--- START OF Data for this exercise ---

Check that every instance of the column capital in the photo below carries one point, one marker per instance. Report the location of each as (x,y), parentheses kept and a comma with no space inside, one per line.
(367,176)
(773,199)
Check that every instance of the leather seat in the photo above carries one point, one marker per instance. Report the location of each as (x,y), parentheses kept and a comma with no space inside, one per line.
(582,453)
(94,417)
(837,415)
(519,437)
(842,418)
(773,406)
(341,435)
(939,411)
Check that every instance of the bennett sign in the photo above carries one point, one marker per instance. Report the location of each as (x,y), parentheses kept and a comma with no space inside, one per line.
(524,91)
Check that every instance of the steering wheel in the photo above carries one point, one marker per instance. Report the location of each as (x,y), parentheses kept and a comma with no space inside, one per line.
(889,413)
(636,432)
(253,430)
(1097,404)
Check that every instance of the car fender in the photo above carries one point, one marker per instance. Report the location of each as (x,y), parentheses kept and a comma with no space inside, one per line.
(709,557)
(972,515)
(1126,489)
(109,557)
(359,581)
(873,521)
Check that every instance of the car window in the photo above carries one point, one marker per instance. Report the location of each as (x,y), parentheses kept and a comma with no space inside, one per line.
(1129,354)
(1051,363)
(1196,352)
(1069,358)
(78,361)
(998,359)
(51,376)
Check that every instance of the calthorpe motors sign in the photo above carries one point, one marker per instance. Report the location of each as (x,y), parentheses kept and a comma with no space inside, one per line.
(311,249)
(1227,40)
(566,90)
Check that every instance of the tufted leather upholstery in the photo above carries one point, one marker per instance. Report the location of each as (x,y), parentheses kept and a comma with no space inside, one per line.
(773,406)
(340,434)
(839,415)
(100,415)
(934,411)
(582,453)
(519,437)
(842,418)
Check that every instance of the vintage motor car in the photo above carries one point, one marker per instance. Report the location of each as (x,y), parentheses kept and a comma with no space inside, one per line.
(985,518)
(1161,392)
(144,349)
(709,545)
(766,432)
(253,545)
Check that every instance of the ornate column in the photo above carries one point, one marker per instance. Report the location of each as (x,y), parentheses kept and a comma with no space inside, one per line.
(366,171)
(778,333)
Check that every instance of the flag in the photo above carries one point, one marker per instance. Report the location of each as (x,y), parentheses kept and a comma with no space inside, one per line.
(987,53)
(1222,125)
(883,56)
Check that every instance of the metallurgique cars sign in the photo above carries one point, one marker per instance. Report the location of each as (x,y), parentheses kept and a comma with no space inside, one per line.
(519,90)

--- END OF Data for this exercise ---

#### What is expected:
Copy every item above word for word, leaving nothing out.

#### Solution for this problem:
Check that every instance of the column capital in the photo below carries one point, one marker per instance. Report the location of each as (x,y), parentheses kept and a comma with no space inside, one per line.
(367,176)
(773,199)
Check that every instance of the leather seat in the photo above carries one point, one marker per instance. Report the location of each as (x,y), parentheses kept and a comma with no space inside, one per line.
(582,453)
(94,417)
(837,415)
(519,437)
(842,418)
(773,406)
(341,435)
(939,411)
Check that every instance of the bennett sign in the photo above carries one point, one marker per instance. Report the location of each as (x,y), parentheses kept and a comma with no space inside, one per line.
(524,91)
Check that every instance of the steering wheel in the photo above carries one point, one marker per instance. Report the location of each as (x,y), parentheses kept and a comma with no space inside, one per line.
(889,413)
(636,432)
(253,430)
(1097,404)
Check that every instance of the car fender in the photo above carries one point, one marker per instance. Report the location of each as (x,y), parentheses kept and a comma with no space inside, one per line.
(709,557)
(972,515)
(1126,489)
(109,557)
(359,581)
(873,521)
Check that every instance of the car window in the photo above carries one point, one marker per instance. Report the location of each as (x,y), parentheses kept and a comma with no space inside, one per line.
(1129,354)
(1051,363)
(1196,352)
(1069,358)
(78,361)
(998,359)
(51,376)
Check that every instance of the calthorpe motors sign in the photo above carries one point, one marker per instance. Report the location of each as (x,y), parentheses kept and a comma with no space inside, one per line.
(311,249)
(1227,40)
(566,90)
Check that every instance of the tufted leather upholstery in the photo above carries one point, one marker per instance. Report the location of each as (x,y), parentheses kept and a comma with no space inside, one per line.
(773,406)
(340,434)
(839,415)
(100,415)
(934,411)
(582,453)
(519,437)
(842,418)
Check that every instance of the vintage motor car in the photo above carries one point, one marker per instance. Report the location of each as (x,y), parentheses kept and a comma with no space inside, one per line.
(985,518)
(1161,392)
(144,349)
(709,545)
(766,432)
(253,545)
Check that every instance of the ornate column in the photo above carries one point, one marker per instance. Report the location of each as (x,y), parentheses kept and a comma with no space inside, one per line.
(366,171)
(778,333)
Check that every instance of the flag in the photo above carries one point, one marker per instance. Report the location of each as (x,y), parentheses kept and a comma with no space inside, one per line.
(987,53)
(1222,125)
(883,56)
Check that every instance of the metallurgique cars sign in the photo above carries one point, one marker per instance. Report the location of each as (x,y), parentheses kept and a comma with no space inside, one per line.
(519,90)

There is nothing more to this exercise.